▶ [Task to carry out]: Return the records, each one exactly as written.

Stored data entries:
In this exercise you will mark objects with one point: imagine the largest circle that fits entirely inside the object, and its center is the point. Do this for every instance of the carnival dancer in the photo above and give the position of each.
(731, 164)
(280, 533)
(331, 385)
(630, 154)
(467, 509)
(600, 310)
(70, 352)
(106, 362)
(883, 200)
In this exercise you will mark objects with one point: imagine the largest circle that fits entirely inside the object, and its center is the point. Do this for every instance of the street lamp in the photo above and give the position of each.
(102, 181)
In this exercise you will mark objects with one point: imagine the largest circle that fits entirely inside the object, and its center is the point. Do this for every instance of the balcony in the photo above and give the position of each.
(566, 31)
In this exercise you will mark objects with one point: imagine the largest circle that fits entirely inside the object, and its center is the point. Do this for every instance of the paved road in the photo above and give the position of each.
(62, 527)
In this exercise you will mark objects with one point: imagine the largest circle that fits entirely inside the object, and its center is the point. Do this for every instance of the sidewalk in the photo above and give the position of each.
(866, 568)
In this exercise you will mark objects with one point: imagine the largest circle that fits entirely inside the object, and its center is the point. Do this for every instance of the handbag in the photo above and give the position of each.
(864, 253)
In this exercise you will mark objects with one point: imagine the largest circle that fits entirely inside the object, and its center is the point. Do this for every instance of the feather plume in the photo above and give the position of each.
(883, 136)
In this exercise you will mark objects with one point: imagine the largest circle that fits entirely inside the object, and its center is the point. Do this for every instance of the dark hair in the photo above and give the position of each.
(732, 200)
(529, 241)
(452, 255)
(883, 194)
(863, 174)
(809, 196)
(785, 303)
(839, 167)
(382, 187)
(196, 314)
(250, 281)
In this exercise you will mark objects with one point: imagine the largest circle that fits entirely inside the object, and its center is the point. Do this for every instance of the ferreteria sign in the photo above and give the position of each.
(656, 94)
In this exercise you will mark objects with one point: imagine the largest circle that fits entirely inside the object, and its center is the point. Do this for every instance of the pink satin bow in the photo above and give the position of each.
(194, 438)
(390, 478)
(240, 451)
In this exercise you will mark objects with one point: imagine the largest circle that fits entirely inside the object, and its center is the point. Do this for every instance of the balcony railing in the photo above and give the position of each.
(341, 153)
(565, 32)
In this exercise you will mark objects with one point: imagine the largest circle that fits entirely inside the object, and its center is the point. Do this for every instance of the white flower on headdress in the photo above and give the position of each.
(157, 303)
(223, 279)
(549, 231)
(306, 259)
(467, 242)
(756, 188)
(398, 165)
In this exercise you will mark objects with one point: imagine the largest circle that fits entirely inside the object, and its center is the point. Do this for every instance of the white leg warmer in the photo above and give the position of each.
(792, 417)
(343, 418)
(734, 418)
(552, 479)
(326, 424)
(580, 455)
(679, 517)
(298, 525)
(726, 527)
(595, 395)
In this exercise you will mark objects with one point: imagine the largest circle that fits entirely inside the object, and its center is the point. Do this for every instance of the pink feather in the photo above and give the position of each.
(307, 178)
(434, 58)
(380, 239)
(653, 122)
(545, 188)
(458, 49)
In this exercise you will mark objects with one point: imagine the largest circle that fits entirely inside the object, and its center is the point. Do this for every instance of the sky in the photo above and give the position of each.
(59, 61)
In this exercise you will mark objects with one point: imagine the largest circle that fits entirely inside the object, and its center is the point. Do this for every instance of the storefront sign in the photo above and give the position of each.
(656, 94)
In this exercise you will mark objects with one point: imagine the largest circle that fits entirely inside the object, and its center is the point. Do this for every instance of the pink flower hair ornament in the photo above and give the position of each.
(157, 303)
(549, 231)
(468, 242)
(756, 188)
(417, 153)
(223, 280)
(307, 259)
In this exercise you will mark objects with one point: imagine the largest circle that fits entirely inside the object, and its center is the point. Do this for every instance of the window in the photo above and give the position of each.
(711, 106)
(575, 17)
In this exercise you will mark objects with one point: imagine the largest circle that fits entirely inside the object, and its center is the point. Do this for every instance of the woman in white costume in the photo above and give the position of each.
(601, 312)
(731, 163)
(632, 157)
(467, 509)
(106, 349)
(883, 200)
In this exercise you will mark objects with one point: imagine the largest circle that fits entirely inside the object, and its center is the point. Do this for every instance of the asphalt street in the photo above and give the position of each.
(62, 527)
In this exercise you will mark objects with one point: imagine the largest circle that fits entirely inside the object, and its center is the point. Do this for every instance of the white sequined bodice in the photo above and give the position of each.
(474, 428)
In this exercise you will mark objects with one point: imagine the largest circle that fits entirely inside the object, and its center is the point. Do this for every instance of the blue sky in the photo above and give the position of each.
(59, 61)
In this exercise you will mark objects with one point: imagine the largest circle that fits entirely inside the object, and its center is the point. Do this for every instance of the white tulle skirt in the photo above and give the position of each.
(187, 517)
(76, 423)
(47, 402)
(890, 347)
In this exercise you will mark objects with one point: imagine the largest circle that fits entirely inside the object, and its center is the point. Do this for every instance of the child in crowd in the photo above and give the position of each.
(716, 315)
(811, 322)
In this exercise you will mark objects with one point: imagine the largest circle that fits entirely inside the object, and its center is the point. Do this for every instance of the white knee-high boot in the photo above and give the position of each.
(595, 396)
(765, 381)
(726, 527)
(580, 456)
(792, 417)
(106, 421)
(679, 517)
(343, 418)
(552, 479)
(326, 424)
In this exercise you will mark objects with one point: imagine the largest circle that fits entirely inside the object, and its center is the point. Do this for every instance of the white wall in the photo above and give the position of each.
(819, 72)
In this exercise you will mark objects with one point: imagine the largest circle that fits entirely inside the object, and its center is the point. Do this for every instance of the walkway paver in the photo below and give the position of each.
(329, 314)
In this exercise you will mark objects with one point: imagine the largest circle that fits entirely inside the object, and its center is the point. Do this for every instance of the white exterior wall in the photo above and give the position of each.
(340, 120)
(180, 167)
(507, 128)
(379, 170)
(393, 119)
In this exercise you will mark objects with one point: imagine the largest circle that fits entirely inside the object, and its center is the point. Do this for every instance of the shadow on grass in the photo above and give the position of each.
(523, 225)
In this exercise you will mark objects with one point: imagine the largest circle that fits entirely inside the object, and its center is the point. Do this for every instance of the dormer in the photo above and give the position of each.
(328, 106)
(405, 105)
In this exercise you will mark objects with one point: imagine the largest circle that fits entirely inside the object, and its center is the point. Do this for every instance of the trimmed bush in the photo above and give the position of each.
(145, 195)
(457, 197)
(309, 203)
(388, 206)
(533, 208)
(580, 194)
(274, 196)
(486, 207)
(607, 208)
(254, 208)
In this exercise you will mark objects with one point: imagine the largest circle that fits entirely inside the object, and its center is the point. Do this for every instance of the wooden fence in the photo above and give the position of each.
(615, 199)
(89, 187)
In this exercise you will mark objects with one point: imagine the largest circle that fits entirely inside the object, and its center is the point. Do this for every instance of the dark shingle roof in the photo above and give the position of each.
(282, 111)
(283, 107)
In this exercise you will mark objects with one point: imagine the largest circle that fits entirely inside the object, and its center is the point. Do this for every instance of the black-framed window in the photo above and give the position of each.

▶ [Task solution]:
In this exercise you will mark objects with one point: imagine the largest circle that fits entirely inside the object, and its center is the point. Do this for every instance of the carnival dancer in the photo above and give the position of each.
(731, 164)
(280, 533)
(331, 385)
(630, 154)
(467, 509)
(600, 310)
(70, 352)
(106, 362)
(883, 200)
In this exercise you will mark objects with one point: imagine the largest circle that fits entirely inside the object, and its center is the point. Do this for every instance of the street lamp in the photo above and give the position of each.
(102, 181)
In this exercise you will mark objects with one point: imagine the largest circle that fits entirely inside the object, and its center is the point. Do this for every instance of the balcony in the photo above and give the position of each.
(566, 31)
In this exercise you will mark objects with one point: imagine the largest circle that fits entirely inside the object, and its center is the point. Do this for every instance of the paved road in the photo above and give the position of each.
(62, 527)
In this exercise you will mark objects with one point: imagine the largest circle that fits entirely inside the object, and its center is the point. Do this for every instance of the sidewalk in the photo above and give the position of each.
(866, 568)
In this exercise you will mark objects with one point: imagine the largest circle that fits entirely inside the object, and its center is the point. Do this for every instance of the handbag in the photo above and give the position of each.
(864, 253)
In this exercise you will mark objects with one point: imagine the largest circle that fits entirely inside the object, and its center is the point. Do this for every instance of the feather plume in the photo above and give the position of each.
(883, 136)
In this exercise you will mark objects with one point: imagine the largest circle that fits entirely inside the object, and its center is the point. Do this for every instance of the dark hair in the photo above and give the position of each.
(732, 200)
(529, 241)
(452, 255)
(883, 194)
(863, 174)
(809, 196)
(785, 303)
(839, 167)
(382, 187)
(196, 314)
(250, 281)
In this exercise you will mark objects with one point: imagine the largest circle that fits entirely inside the object, and its center is the point. Do this for every instance of the ferreteria sign in the photo above and give the position of each.
(656, 94)
In this exercise you will mark objects with one point: imagine the largest circle that fits entirely inside the object, and its center is the point. Do this for every instance of the pink satin bow in the photo above and give the position of each.
(194, 438)
(390, 478)
(240, 451)
In this exercise you will mark objects with one point: imagine the largest circle that fits entirely inside the object, and its center is the point. Do this for every instance of the balcony railing in the photo above and give the position of each.
(341, 153)
(565, 32)
In this exercise you will mark objects with one point: imagine the largest circle that fits entirely inside the object, and its center is the point. Do this for every instance of the white flower on headdress in the photo above and give the position of each.
(157, 303)
(223, 279)
(549, 231)
(306, 259)
(467, 242)
(756, 188)
(398, 165)
In this exercise you will mark objects with one point: imagine the largest circle that fits entirely inside the object, and its center is the point. Do this for every instance of the white leg warmer in the photo above and give the position of each.
(792, 417)
(343, 418)
(734, 418)
(552, 479)
(326, 424)
(580, 455)
(679, 517)
(298, 525)
(726, 527)
(595, 395)
In this exercise you will mark objects with one point: imagine the largest circle that fits entirely inside the object, and its center is the point. Do this for every instance of the pink feather in the photo above and give the position of each.
(307, 178)
(434, 58)
(380, 239)
(653, 122)
(545, 188)
(458, 49)
In this exercise you will mark objects with one point: imagine the largest circle that fits entirely inside the object, and its center is the point. Do this for every instance of the sky in the photo above and give the position of each.
(59, 61)
In this exercise you will mark objects with one point: imagine the largest circle that fits entirely inside the object, and its center is the point. Do this for every instance of the storefront sign in the photo above and give the position of each.
(656, 94)
In this exercise you will mark objects with one point: imagine the largest circle that fits entirely inside the object, and its center is the point. Do this for every instance of the pink flower hair ornament in the photo above and give the position of each.
(157, 303)
(549, 231)
(468, 242)
(756, 188)
(417, 153)
(223, 280)
(307, 259)
In this exercise you will mark objects with one point: imagine the largest circle that fits entirely inside the object, and its center is the point. Do this for every instance of the window in the photo above and give the position of each.
(711, 106)
(575, 17)
In this exercise you will mark objects with one point: imagine the largest circle that fits entirely inside the object, and its center is the point. Do this for every instance of the woman in white costume in the photo above and give the position of each.
(601, 312)
(731, 163)
(632, 157)
(467, 509)
(106, 349)
(883, 200)
In this exercise you will mark objects with one point: imagine the largest circle that fits entirely inside the object, and its center is the point. Do this for every instance of the asphalt street in the photo above and give the position of each.
(62, 527)
In this exercise you will mark objects with one point: imagine the largest circle that fits entirely inside the object, and its center is the point. Do this for every instance of the white sequined bodice in the photo above and give the position of each.
(474, 428)
In this exercise you will mark objects with one point: imagine the largest circle that fits entirely inside the object, and its center is the point. Do this for every instance of the blue sky in the photo above and give the position of each.
(59, 61)
In this exercise you will mark objects with one point: imagine the largest circle that fits entirely inside the object, and its center is the point. Do this for every instance of the white tulle skirt in the photo above and give the position of each.
(187, 517)
(76, 423)
(47, 402)
(890, 347)
In this exercise you will mark objects with one point: imagine the largest circle that fits entirely inside the object, and its center is the point. Do this for every instance of the child in crowd in the photo above and give the position of each.
(716, 315)
(811, 322)
In this exercise you will mark objects with one point: imagine the largest circle that fits entirely inside the object, and its center is the point. Do this for every instance of the white knee-high boot in the photo above and give the position of each.
(595, 396)
(765, 381)
(726, 527)
(580, 456)
(792, 417)
(106, 421)
(679, 517)
(343, 418)
(552, 479)
(326, 424)
In this exercise you will mark objects with one point: imagine the largest circle that fits entirely inside the object, and its center is the point. Do this for every instance of the white wall in the photo above and give the position of each.
(819, 72)
In this exercise you will mark objects with one point: imagine the largest circle that fits entirely inside the object, and its center is the point. Do this for every instance of the walkway paver in the photo below and give the position of each.
(329, 314)
In this exercise you will mark objects with one point: imagine the largest circle that fits entirely inside the object, and its center is the point. Do this for every instance of the white exterior wall in the photo above and give the position of each.
(340, 120)
(180, 167)
(507, 128)
(379, 170)
(393, 119)
In this exercise you will mark objects with one point: imagine the largest circle that fits entirely inside the object, and its center is the point. Do this for every instance of the shadow on grass in the photo above and give the position of each.
(523, 225)
In this exercise you will mark objects with one point: imagine the largest circle that fits entirely inside the object, and its center is the point. Do this for every instance of the dormer in the photo above and give the position of each.
(328, 106)
(405, 105)
In this exercise you will mark objects with one point: imagine the largest circle that fits entirely inside the object, and its center is the point. Do this for every instance of the trimmed bush in the photo above and give the position of each.
(145, 195)
(457, 197)
(309, 203)
(388, 206)
(533, 208)
(580, 194)
(274, 196)
(486, 207)
(607, 208)
(254, 208)
In this exercise you will mark objects with one point: imagine the largest circle that fits entirely inside the object, and its center is the point. Do this for every instance of the wooden fence in the photo above and give the position of each.
(615, 199)
(89, 187)
In this exercise you will mark objects with one point: imagine the largest circle that fits entirely inside the object, and its center is the point. Do this for every instance of the dark shingle roof in the photo above and give the position of each.
(282, 111)
(283, 107)
In this exercise you will mark objects with one point: imagine the largest circle that fits entirely inside the object, and its center is the point. Do this for every instance of the black-framed window in the photo above and give the position of each.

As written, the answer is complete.